- Exercise directions
Copy out without change every line from the one containing "[mask] outline bed" through the last line of the records, including both the first and the last line.

* begin Exercise inputs *

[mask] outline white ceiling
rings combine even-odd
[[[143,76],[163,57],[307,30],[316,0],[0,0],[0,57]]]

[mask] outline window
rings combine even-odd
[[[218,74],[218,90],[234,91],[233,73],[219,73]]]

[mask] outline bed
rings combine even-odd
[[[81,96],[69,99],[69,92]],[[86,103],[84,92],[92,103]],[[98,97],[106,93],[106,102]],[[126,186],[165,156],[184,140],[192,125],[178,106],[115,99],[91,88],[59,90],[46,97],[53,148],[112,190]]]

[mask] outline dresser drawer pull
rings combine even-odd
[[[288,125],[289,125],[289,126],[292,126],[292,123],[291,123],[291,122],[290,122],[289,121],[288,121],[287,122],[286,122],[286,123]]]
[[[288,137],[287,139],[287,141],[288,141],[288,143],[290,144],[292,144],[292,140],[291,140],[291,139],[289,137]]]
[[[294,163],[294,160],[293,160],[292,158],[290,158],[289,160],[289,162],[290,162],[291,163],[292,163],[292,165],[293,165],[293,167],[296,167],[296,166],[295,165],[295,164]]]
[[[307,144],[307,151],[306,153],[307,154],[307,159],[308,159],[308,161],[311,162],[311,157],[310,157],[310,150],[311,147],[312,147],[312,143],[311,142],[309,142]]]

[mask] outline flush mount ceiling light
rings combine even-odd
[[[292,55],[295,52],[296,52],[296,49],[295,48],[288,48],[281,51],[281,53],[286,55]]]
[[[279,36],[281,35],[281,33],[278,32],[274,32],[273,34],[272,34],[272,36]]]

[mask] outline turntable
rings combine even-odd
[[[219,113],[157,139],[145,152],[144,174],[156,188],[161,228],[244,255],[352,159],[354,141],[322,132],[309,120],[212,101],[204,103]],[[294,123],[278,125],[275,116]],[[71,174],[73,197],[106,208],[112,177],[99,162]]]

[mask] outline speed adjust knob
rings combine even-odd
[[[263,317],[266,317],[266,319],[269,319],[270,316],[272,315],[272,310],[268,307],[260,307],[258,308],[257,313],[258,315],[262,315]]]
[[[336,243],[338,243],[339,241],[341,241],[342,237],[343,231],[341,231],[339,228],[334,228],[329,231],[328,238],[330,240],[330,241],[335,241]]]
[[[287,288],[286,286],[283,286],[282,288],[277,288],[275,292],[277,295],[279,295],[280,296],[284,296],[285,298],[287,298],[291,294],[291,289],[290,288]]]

* end Exercise inputs *

- Response below
[mask] outline bed
rings combine even-odd
[[[81,96],[69,99],[69,92]],[[86,103],[84,92],[92,103]],[[98,97],[106,93],[106,102]],[[126,186],[165,156],[184,140],[192,125],[178,106],[115,99],[91,88],[59,90],[46,97],[53,148],[112,190]]]

[mask] outline dresser drawer pull
rings combine even-odd
[[[288,125],[289,125],[289,126],[292,126],[292,123],[291,123],[291,122],[290,122],[289,121],[288,121],[287,122],[286,122],[286,123]]]
[[[288,137],[287,139],[287,141],[288,141],[288,143],[290,144],[292,144],[292,140],[291,140],[291,139],[289,137]]]
[[[294,163],[294,160],[293,160],[292,158],[290,158],[289,160],[289,162],[290,162],[291,163],[292,163],[292,165],[293,165],[293,167],[296,167],[296,166],[295,165],[295,164]]]
[[[307,144],[307,151],[306,153],[307,154],[307,159],[308,159],[308,161],[311,162],[311,157],[310,157],[310,150],[311,147],[312,147],[312,143],[311,142],[309,142]]]

[mask] outline flush mount ceiling light
rings combine even-odd
[[[292,55],[295,52],[296,52],[296,49],[295,48],[288,48],[281,51],[281,53],[286,55]]]
[[[279,36],[281,35],[281,33],[278,32],[274,32],[273,34],[272,34],[272,36]]]

[mask] outline turntable
rings combine even-odd
[[[219,113],[157,139],[145,152],[144,174],[156,188],[161,228],[244,255],[352,159],[354,141],[322,132],[309,120],[212,101],[204,103]],[[294,123],[278,125],[275,116]],[[71,174],[73,197],[106,208],[112,177],[99,162]]]

[mask] outline speed adjust knob
rings combine even-odd
[[[263,317],[266,317],[266,319],[269,319],[270,316],[272,315],[272,310],[268,307],[260,307],[258,308],[257,313],[258,315],[262,315]]]
[[[336,243],[338,243],[339,241],[341,241],[342,237],[343,231],[341,231],[339,228],[334,228],[329,231],[328,238],[330,240],[330,241],[335,241]]]
[[[287,288],[286,286],[283,286],[282,288],[277,288],[275,292],[277,295],[279,295],[280,296],[284,296],[285,298],[287,298],[291,294],[291,289],[290,288]]]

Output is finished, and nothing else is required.